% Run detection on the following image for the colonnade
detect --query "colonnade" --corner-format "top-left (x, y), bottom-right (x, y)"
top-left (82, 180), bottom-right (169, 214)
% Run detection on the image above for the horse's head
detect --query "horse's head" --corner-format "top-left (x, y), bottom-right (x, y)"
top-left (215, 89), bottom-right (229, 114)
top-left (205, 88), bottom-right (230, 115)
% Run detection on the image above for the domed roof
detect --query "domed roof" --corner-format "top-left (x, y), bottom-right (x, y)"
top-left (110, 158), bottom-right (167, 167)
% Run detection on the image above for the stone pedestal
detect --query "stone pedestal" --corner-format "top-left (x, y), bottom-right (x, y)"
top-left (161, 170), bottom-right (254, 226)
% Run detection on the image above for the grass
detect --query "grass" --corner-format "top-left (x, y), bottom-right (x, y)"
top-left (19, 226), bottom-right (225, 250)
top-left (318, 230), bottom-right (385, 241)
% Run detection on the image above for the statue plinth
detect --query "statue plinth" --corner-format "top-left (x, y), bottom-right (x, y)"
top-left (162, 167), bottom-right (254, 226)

* * *

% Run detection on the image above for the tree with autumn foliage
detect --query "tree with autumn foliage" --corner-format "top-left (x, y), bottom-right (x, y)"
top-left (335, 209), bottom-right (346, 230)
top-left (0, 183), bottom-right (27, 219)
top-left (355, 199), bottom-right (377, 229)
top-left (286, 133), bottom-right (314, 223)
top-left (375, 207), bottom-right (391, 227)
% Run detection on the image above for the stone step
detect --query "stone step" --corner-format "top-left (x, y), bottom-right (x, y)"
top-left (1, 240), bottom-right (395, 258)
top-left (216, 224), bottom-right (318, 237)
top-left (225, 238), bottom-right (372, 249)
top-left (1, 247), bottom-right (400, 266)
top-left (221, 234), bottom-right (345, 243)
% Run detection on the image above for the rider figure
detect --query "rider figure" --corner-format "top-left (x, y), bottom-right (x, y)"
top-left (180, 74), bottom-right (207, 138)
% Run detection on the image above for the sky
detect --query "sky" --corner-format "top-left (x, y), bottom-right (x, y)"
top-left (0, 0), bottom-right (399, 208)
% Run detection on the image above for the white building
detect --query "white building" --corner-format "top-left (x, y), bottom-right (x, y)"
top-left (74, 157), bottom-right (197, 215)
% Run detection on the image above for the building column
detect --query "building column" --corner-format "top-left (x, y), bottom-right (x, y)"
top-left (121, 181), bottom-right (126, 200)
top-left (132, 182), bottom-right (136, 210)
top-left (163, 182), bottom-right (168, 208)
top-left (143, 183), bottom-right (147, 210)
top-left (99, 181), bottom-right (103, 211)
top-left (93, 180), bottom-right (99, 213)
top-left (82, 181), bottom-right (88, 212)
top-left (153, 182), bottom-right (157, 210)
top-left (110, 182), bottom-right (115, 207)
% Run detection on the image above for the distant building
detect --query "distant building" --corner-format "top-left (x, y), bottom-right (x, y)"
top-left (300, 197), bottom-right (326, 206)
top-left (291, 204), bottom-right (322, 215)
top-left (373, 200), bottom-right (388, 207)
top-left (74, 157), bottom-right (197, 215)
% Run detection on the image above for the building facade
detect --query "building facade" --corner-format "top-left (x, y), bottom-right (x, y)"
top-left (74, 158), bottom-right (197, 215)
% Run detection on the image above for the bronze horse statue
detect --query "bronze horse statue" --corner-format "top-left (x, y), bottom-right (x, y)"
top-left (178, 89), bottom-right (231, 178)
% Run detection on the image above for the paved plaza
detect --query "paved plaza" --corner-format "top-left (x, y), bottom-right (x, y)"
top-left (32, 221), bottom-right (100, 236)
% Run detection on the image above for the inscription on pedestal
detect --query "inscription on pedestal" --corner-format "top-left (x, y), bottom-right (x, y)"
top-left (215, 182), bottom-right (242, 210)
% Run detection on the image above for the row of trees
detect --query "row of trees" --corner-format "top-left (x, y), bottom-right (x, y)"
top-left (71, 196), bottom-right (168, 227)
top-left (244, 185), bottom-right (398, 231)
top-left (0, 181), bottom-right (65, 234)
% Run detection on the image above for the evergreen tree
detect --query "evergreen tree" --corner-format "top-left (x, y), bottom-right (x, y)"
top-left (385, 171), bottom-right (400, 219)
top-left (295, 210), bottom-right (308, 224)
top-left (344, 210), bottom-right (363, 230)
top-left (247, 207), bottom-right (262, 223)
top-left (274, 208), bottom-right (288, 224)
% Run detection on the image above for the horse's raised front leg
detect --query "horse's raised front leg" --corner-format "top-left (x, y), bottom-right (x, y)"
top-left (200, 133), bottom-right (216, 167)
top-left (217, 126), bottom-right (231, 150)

---

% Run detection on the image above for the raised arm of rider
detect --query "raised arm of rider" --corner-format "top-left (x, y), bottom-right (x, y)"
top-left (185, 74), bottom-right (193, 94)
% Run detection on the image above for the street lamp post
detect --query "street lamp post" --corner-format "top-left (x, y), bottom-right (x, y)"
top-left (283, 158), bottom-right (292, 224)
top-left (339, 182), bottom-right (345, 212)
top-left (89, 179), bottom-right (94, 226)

WHAT THE EXERCISE ASKS -
Working from the material above, retype exactly the lines from the one with "the inscription on pedestal" through the one with "the horse's raised front leg", both included, and only those lines.

EXERCISE RESULT -
% Run detection on the image above for the inscription on pedestal
detect --query "inscription on pedestal" --corner-format "top-left (x, y), bottom-right (x, y)"
top-left (215, 182), bottom-right (242, 210)
% Run detection on the image above for the row of trees
detect --query "row of trees" --corner-format "top-left (x, y), bottom-right (x, y)"
top-left (71, 196), bottom-right (168, 227)
top-left (244, 185), bottom-right (398, 231)
top-left (0, 181), bottom-right (65, 234)
% Run detection on the image above for the evergreen tree
detect --query "evergreen tree" --corner-format "top-left (x, y), bottom-right (x, y)"
top-left (385, 171), bottom-right (400, 219)
top-left (295, 210), bottom-right (308, 224)
top-left (344, 210), bottom-right (363, 230)
top-left (247, 207), bottom-right (262, 223)
top-left (274, 208), bottom-right (288, 224)
% Run detection on the image above for the horse's raised front leg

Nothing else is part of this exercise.